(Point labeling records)
►

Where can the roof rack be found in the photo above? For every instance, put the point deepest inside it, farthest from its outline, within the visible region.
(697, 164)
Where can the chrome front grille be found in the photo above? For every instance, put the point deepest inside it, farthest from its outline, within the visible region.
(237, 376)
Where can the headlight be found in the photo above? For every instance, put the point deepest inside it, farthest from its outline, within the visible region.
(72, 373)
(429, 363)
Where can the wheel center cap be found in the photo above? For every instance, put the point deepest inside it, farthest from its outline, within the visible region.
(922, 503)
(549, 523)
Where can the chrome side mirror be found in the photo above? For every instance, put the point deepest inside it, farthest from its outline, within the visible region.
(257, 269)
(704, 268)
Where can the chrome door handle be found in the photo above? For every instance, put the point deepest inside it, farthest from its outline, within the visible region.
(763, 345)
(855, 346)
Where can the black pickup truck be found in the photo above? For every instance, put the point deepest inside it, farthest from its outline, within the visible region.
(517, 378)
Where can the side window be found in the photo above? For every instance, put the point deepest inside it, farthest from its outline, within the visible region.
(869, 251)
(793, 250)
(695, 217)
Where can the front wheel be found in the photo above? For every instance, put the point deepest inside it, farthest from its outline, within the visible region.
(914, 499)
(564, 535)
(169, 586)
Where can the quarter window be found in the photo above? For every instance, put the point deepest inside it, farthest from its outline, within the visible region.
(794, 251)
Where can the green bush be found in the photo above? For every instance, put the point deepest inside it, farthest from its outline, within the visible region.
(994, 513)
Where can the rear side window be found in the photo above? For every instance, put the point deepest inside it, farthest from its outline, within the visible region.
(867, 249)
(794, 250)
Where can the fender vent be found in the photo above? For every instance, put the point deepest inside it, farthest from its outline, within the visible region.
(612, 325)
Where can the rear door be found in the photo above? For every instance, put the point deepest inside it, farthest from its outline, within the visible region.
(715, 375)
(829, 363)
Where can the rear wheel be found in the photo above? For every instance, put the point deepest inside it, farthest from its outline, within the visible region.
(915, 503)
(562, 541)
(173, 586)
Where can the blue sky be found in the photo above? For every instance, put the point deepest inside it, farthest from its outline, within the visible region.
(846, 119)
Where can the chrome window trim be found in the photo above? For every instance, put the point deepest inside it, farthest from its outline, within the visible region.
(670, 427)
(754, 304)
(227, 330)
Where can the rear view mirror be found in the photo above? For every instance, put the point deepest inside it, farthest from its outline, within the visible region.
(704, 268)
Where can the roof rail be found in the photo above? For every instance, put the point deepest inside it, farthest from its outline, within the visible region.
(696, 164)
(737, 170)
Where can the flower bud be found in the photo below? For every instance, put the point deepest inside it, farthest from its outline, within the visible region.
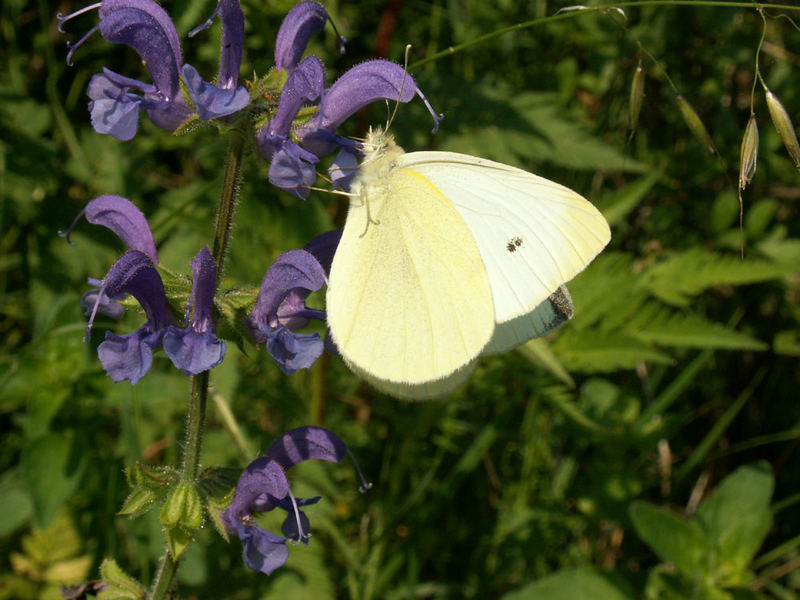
(749, 154)
(183, 507)
(692, 119)
(636, 98)
(782, 122)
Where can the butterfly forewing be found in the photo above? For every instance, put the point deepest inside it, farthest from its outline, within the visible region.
(409, 301)
(533, 234)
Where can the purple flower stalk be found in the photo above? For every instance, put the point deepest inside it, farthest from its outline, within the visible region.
(196, 348)
(193, 349)
(144, 26)
(129, 357)
(264, 486)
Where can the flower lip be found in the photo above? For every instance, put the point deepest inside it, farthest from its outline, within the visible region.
(300, 23)
(135, 274)
(263, 486)
(121, 216)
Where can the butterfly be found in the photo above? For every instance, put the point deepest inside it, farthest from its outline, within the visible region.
(446, 257)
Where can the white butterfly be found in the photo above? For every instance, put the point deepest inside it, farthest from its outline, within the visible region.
(445, 257)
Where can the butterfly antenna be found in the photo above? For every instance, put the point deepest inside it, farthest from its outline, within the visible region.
(402, 85)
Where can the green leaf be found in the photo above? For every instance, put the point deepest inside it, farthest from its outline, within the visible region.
(121, 586)
(539, 352)
(787, 342)
(52, 467)
(16, 505)
(568, 584)
(596, 354)
(686, 274)
(737, 517)
(673, 538)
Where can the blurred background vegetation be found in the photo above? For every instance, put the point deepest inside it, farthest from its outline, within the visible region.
(648, 448)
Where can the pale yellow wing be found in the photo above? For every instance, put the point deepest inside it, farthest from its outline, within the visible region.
(556, 310)
(533, 234)
(409, 303)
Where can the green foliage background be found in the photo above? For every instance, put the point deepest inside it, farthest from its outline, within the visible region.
(569, 467)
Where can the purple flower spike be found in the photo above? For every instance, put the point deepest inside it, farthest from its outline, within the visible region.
(280, 306)
(197, 348)
(122, 217)
(213, 101)
(363, 84)
(292, 168)
(128, 357)
(144, 26)
(263, 486)
(303, 21)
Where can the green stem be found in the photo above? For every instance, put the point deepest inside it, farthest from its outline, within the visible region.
(227, 201)
(195, 420)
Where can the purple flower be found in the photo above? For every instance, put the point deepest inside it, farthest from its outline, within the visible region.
(144, 26)
(300, 23)
(292, 168)
(213, 101)
(196, 348)
(264, 486)
(129, 357)
(363, 84)
(280, 307)
(123, 218)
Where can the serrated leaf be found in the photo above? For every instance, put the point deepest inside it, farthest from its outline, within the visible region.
(674, 539)
(736, 517)
(568, 584)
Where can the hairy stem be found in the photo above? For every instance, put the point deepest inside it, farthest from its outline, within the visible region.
(195, 419)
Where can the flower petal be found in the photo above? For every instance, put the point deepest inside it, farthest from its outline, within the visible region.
(118, 118)
(193, 352)
(292, 169)
(263, 551)
(135, 274)
(295, 269)
(146, 27)
(306, 443)
(212, 102)
(128, 357)
(293, 351)
(122, 217)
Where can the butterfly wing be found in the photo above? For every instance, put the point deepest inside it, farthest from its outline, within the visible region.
(556, 310)
(533, 234)
(409, 302)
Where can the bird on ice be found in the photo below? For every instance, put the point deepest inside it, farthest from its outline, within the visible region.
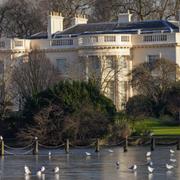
(171, 151)
(150, 169)
(39, 173)
(27, 170)
(169, 167)
(43, 169)
(150, 163)
(88, 154)
(117, 163)
(173, 160)
(110, 150)
(56, 170)
(49, 153)
(133, 167)
(148, 154)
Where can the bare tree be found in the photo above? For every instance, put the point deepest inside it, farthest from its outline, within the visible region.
(34, 74)
(20, 18)
(69, 8)
(154, 80)
(7, 95)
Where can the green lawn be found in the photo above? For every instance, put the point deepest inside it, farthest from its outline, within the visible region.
(158, 127)
(163, 130)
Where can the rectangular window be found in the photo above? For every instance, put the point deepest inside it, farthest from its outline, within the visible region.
(93, 39)
(124, 38)
(62, 42)
(109, 38)
(18, 43)
(95, 62)
(110, 62)
(152, 59)
(62, 65)
(111, 89)
(2, 44)
(155, 38)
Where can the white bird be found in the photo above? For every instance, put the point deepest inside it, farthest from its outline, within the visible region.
(49, 153)
(172, 151)
(148, 154)
(88, 154)
(169, 167)
(110, 150)
(39, 173)
(56, 170)
(43, 169)
(150, 169)
(150, 163)
(117, 163)
(27, 170)
(172, 160)
(133, 167)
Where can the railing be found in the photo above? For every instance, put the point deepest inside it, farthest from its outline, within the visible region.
(159, 38)
(105, 40)
(14, 44)
(34, 146)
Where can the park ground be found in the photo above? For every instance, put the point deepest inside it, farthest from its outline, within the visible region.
(159, 127)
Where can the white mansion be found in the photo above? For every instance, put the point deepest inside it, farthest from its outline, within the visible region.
(104, 50)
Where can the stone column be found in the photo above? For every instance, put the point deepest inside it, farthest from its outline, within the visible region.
(87, 68)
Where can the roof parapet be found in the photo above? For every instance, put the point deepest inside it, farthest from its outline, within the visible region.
(79, 19)
(125, 17)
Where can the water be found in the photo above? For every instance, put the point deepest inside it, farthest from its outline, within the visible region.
(100, 166)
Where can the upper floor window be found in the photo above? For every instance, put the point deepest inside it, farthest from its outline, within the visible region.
(93, 39)
(109, 38)
(111, 90)
(125, 38)
(62, 42)
(2, 44)
(152, 59)
(152, 38)
(110, 62)
(61, 65)
(18, 43)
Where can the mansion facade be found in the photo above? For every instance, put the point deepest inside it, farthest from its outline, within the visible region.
(104, 51)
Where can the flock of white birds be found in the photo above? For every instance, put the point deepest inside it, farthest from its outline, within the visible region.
(133, 168)
(150, 168)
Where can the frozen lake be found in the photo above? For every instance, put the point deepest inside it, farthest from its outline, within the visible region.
(100, 166)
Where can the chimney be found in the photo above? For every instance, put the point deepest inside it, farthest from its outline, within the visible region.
(55, 23)
(178, 18)
(79, 20)
(124, 17)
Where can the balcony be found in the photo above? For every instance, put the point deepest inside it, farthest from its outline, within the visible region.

◄

Copy the lines from the one containing "Where can the white mansion" through the end of the records, substituting "manor" for every "mansion" and leaving everything else unchanged.

Where can the white manor be found in the photo above? For every instance, put the point deepest inside it, farthest from its outline, within the visible region.
(104, 50)
Where can the stone column be found in the photo above? For every instance, put the point deepest inside it, farthest from its outline, within the visible region.
(87, 68)
Where can the roof parapet be found in the photo above? For every instance, put the point deepest inside it, farthest from its outline, within the visible region.
(79, 19)
(125, 17)
Where can the water be found in the photo above? For every instance, put the point deepest inside it, farthest from its outline, within the visible region.
(100, 166)
Where can the upper floor window be found in the photo above? For every instance, put the point deepest inside it, farthest from its outline, within the visible region.
(93, 39)
(109, 38)
(111, 90)
(125, 38)
(62, 42)
(2, 44)
(152, 59)
(152, 38)
(110, 62)
(61, 65)
(18, 43)
Where can the manor facade be found in the photo above? For every instance, put the point deepest inside it, farthest from its outline, within the visible region.
(104, 51)
Where can the flock of white birds be found in the photo above? For every instance, put the point deepest inside it, farthest from its outline, within the visible region.
(133, 168)
(150, 168)
Where can the frozen lake be found in the photo above? For every instance, put the point deepest inside it, farthest from its outline, within the visible region.
(100, 166)
Where can the chimney be found in the photo above? For every instance, put the point deepest inside it, farthest from its outline, within the visible region.
(55, 23)
(178, 18)
(79, 20)
(124, 17)
Where can the balcony be found in the photo above? For every instance, put the point deepest inside it, farthest from its outline, within the visible region.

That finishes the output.